== Segment start ==

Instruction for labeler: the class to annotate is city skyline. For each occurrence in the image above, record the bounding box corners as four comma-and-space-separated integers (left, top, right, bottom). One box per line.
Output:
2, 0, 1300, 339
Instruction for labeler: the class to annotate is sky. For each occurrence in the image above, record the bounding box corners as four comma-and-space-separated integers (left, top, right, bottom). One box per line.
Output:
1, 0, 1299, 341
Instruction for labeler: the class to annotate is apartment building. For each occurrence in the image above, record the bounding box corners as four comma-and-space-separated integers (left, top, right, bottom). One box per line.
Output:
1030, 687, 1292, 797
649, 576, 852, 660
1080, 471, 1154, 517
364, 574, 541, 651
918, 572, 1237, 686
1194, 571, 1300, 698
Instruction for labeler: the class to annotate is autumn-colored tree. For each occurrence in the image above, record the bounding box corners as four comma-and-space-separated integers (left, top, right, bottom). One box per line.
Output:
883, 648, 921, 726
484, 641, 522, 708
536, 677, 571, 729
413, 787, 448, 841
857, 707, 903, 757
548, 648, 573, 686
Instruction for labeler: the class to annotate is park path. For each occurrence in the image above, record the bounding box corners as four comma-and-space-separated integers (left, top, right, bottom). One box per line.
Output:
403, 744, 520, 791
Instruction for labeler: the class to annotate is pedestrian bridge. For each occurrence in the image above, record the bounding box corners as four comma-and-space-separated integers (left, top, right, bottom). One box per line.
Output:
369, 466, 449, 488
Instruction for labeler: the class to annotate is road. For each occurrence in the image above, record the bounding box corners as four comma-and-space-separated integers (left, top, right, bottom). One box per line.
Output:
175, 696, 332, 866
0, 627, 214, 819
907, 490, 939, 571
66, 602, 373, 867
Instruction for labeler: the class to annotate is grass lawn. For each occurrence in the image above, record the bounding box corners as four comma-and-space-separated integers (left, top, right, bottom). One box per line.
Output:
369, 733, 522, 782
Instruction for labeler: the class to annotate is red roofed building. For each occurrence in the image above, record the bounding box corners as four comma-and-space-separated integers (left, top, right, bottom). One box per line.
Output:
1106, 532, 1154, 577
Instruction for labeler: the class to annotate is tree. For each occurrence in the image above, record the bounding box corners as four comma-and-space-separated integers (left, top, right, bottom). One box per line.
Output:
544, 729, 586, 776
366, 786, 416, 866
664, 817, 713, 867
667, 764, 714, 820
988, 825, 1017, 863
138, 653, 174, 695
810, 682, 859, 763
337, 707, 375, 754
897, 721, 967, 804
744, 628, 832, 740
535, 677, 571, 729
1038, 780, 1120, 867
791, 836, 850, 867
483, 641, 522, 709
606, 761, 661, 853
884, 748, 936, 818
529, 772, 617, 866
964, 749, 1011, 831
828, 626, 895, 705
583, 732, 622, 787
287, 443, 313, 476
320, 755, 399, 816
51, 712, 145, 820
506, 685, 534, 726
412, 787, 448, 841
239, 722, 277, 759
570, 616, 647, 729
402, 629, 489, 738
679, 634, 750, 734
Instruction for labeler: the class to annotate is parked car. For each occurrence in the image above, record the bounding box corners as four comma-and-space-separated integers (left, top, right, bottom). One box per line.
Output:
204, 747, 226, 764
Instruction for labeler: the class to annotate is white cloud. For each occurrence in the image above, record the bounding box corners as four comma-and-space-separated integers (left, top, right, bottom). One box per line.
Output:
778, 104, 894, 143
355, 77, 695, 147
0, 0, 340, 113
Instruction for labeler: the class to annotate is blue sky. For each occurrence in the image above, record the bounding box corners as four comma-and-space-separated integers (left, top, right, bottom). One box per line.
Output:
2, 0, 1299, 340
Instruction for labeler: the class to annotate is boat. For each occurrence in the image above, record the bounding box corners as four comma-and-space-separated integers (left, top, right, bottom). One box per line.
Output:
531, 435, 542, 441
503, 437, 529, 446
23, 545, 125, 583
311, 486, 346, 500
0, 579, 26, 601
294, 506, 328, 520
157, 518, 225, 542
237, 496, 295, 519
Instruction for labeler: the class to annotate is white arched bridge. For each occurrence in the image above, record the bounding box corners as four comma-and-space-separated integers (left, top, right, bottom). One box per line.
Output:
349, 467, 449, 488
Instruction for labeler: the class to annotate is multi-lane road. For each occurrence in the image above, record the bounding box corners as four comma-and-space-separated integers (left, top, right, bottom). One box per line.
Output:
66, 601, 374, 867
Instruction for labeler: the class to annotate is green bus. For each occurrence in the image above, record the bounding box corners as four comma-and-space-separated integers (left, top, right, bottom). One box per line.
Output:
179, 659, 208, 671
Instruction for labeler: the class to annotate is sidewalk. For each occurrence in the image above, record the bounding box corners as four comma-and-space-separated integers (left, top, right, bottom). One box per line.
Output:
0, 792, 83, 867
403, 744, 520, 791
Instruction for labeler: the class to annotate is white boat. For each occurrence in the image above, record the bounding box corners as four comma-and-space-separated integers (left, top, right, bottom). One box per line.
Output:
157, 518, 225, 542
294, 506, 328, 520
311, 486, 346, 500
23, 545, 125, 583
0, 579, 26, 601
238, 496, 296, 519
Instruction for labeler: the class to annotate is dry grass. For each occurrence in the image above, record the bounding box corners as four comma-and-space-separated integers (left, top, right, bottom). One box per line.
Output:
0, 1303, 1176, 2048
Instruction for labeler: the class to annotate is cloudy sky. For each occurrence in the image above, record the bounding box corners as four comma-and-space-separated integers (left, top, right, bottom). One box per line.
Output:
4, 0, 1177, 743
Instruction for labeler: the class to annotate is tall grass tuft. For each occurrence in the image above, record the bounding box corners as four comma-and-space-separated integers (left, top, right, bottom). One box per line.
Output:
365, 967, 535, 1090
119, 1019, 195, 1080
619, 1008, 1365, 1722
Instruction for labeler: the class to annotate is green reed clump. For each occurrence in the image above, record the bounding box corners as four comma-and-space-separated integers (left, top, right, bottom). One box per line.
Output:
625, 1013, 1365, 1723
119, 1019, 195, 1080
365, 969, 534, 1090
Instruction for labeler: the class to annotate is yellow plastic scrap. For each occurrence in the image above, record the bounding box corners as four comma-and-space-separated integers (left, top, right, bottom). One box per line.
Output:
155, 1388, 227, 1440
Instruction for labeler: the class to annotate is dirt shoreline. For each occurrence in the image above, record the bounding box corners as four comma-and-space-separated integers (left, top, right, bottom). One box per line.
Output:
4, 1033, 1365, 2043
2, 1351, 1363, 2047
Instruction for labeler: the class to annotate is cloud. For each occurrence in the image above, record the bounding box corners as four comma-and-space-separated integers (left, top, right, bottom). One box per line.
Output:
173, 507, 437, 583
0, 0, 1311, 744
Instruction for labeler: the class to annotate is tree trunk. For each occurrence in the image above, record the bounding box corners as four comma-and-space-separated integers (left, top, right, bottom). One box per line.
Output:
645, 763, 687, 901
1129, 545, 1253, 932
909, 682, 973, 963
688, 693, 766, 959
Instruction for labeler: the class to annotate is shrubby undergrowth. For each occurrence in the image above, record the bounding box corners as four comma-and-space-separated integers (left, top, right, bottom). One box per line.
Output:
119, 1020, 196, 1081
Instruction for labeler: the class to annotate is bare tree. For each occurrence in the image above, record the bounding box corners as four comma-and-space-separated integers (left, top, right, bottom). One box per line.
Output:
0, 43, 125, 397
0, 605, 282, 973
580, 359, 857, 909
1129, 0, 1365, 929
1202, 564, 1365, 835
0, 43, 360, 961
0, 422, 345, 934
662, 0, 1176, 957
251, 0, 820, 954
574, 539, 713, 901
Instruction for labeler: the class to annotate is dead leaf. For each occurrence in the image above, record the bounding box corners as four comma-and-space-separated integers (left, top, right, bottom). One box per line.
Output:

== Segment end ==

▶ _PROBLEM REQUIREMENTS_: Keep every word as given and return the full listing.

▶ _REPLY_:
Instruction for labeler: the class to annotate is city skyline. For each occurrence in the image above, record the bounding box corners as four comma-and-space-separated integers (left, top, right, bottom). One box per line.
Output:
2, 0, 1300, 339
Instruction for labeler: the class to annotate is sky. For each occurrence in the image above, record the bounding box corners as four comma-and-space-separated integers (left, top, right, bottom). One box per line.
Output:
1, 0, 1299, 341
Instruction for labeler: the class to annotate is apartment building. For each occurrence in the image above, record the bounding box corners as four comma-and-space-separated integers (left, top, right, bottom). One box per line.
Output:
1030, 687, 1292, 797
649, 576, 852, 660
1080, 471, 1154, 517
364, 574, 541, 651
918, 572, 1237, 686
1194, 571, 1300, 698
Instruction for labeler: the class to annotate is autumn-colored tree. For each occurrence in the image above, record the bounding box corners as four comma-and-space-separated integers (left, top, right, bottom). One box per line.
Output:
883, 648, 921, 726
484, 641, 522, 708
536, 677, 571, 729
413, 787, 448, 841
857, 707, 903, 757
548, 648, 573, 686
Instruction for labeler: the class to annotate is park path. For each occurrence in the image above, record the bounding box corners as four comma-and-space-separated integers (left, top, right, bottom). One box per line.
Output:
403, 744, 520, 791
Instruction for labeler: the class to annotate is pedestrian bridge. For each occurrence in the image above, record the bounding box corners as four comma-and-space-separated integers (left, top, right, bottom). One box per line.
Output:
369, 466, 449, 488
Instruction for labeler: the class to annotate is road. For each occurrence in the image above, record the bounding box corners as four comma-and-space-separated integers (left, top, right, bottom). One box per line.
Output:
175, 696, 332, 866
0, 627, 214, 819
907, 490, 939, 571
66, 602, 373, 867
Instruction for labeler: the class to annotate is grass lawn. For each occurrence in the image above, record the bounding box corners as four comma-and-space-separated integers (left, top, right, bottom). One box per line.
Output:
369, 733, 522, 782
Instruction for labeler: the class to annotate is red roofed building. For each occurrence in the image above, record the bounding box corners as four comma-and-space-separated integers (left, top, right, bottom). One box per line.
Output:
1106, 532, 1154, 577
Instruction for labeler: the class to annotate is tree. For each occurrence in the image above, record the bounding box corners as four comma-and-space-separated integers (left, top, right, bottom). One box per line.
Output:
544, 729, 586, 776
366, 786, 416, 866
664, 817, 713, 867
667, 764, 714, 820
988, 825, 1017, 863
138, 653, 174, 695
810, 682, 859, 763
337, 707, 375, 754
897, 721, 967, 804
744, 628, 832, 740
535, 677, 571, 729
1038, 780, 1120, 867
791, 836, 850, 867
483, 641, 522, 709
606, 761, 661, 853
884, 748, 936, 818
529, 772, 617, 866
964, 749, 1011, 831
828, 626, 895, 705
583, 732, 622, 787
287, 443, 313, 476
320, 755, 399, 816
51, 712, 145, 820
506, 685, 534, 726
412, 787, 448, 841
239, 722, 277, 759
570, 616, 647, 729
402, 629, 489, 738
679, 634, 750, 734
Instruction for labeler: the class to annotate is parked car. For each occurrence in the image above, record the bounding box corners as four comma-and-space-separated integers (left, top, right, bottom). One box per line.
Output:
204, 747, 226, 764
Instruction for labeler: the class to annotate is white cloud. For each occurrence in the image above, record the bounding box corners as four comma-and-space-separated integers (left, top, right, bottom). One box per line.
Output:
778, 104, 894, 143
355, 77, 695, 147
0, 0, 340, 113
Instruction for labeler: the class to annotate is blue sky. For each occurrence in the image above, record the bounding box corners as four comma-and-space-separated integers (left, top, right, bottom). One box per line.
Output:
2, 0, 1299, 340
Instruction for labeler: the class to annotate is boat. For each occurrence in the image above, record the bounding box corners as four comma-and-space-separated integers (left, top, right, bottom). One box per line.
Output:
531, 435, 542, 441
503, 437, 529, 446
23, 545, 125, 583
311, 486, 346, 500
0, 579, 26, 601
294, 506, 328, 520
157, 518, 225, 542
237, 496, 295, 519
Instruction for labeler: the class to annotate is white arched bridge. For each occurrence in the image above, record the bounding box corners as four comma-and-space-separated integers (left, top, right, bottom). One box per line.
Output:
349, 467, 449, 488
Instruction for labeler: the class to annotate is multi-lane road. For each occurrence in the image above, record the bounding box corners as four comma-and-space-separated integers (left, top, right, bottom). One box per line.
Output:
66, 601, 374, 867
Instruction for labeler: the class to annotate is green bus. For each occurrence in the image above, record the bounding box corners as four comma-and-space-separated integers (left, top, right, bottom). One box per line.
Output:
179, 659, 208, 671
Instruction for labeler: the class to annotate is sidewalk. For each occurrence in the image above, record the bounding box corners as four comma-and-space-separated integers (left, top, right, bottom). One box per line.
Output:
0, 792, 83, 867
403, 744, 520, 791
Instruction for labeler: the class to annotate is white boat. For each occurrence in the image above, record the bounding box corners as four comma-and-space-separated integers (left, top, right, bottom). One box per line.
Output:
157, 518, 225, 542
294, 506, 328, 520
311, 486, 346, 500
23, 545, 125, 583
0, 579, 26, 601
238, 496, 296, 519
Instruction for labeler: the class to annotate is dry grass. For each occurrence in the image above, record the bounding box corners as four comma-and-space-separated integers (left, top, right, bottom). One box per line.
Output:
0, 1303, 1176, 2048
Instruction for labeler: the class to annotate is cloudy sky. For each occurrence in the image above, record the bounding box corners as four comma-and-space-separated integers (left, top, right, bottom). One box per line.
Output:
4, 0, 1177, 743
Instruction for labeler: the class to annotate is tall grass tuft. For each occurrence in the image above, record the bounding box corners as four comma-and-space-separated integers (left, top, right, bottom). One box per line.
Output:
365, 967, 535, 1090
119, 1019, 195, 1080
619, 1008, 1365, 1722
Instruction for labeler: the class to annotate is green reed clump. For each occurrence in the image above, record the bounding box corners as four comma-and-space-separated integers (left, top, right, bottom). One box per line.
Output:
625, 1013, 1365, 1723
119, 1019, 195, 1080
365, 969, 534, 1090
Instruction for labeler: the class to annotate is yellow plastic scrap. For each occurrence in the image above, record the bounding box corners as four comma-and-space-separated integers (left, top, right, bottom). One box per line.
Output:
155, 1388, 227, 1440
Instruction for labeler: the class to annotate is dirt shoreline. For each occurrence in the image above, record the bounding box corners as four comma-and-space-separated integers (left, top, right, bottom). One box per line.
Output:
4, 1033, 1365, 2043
2, 1351, 1363, 2047
Instruction for labeler: the class to annotate is cloud. For each occurrence in the image above, record the bounding box corners as four comma-and-space-separated integers (left, top, right, bottom). One box per line.
Output:
173, 507, 437, 583
0, 0, 1311, 744
Instruction for labeler: the class to annotate is tree trunk. For each occurrence in the image above, record the bounding box corners as four comma-and-space-separated integers (left, top, right, bottom). One box per line.
Output:
645, 763, 687, 901
1129, 545, 1253, 932
909, 682, 973, 963
688, 693, 766, 959
Instruction for labeler: the class to annotate is shrubby undergrowth. For each occurrence in the image above, record the bounding box corners as four comma-and-space-separated integers (left, top, right, bottom). One box per line.
Output:
119, 1020, 196, 1081
Instruction for labeler: the class to annotate is bare tree. For each occurrence in the image above, record the bounding box corners as four comma-and-space-separated integers (left, top, right, bottom). One box per line.
Output:
0, 43, 125, 397
0, 605, 282, 973
580, 359, 857, 909
1129, 0, 1365, 929
1202, 564, 1365, 835
0, 43, 360, 961
0, 422, 345, 934
662, 0, 1176, 957
251, 0, 820, 954
574, 539, 713, 901
Instruction for labeler: the class to annotate is dead leaf. For each occurrence in the image above, record the bounding box corners as four comma-and-space-separated integers (left, top, right, bottom). One box per line.
Output:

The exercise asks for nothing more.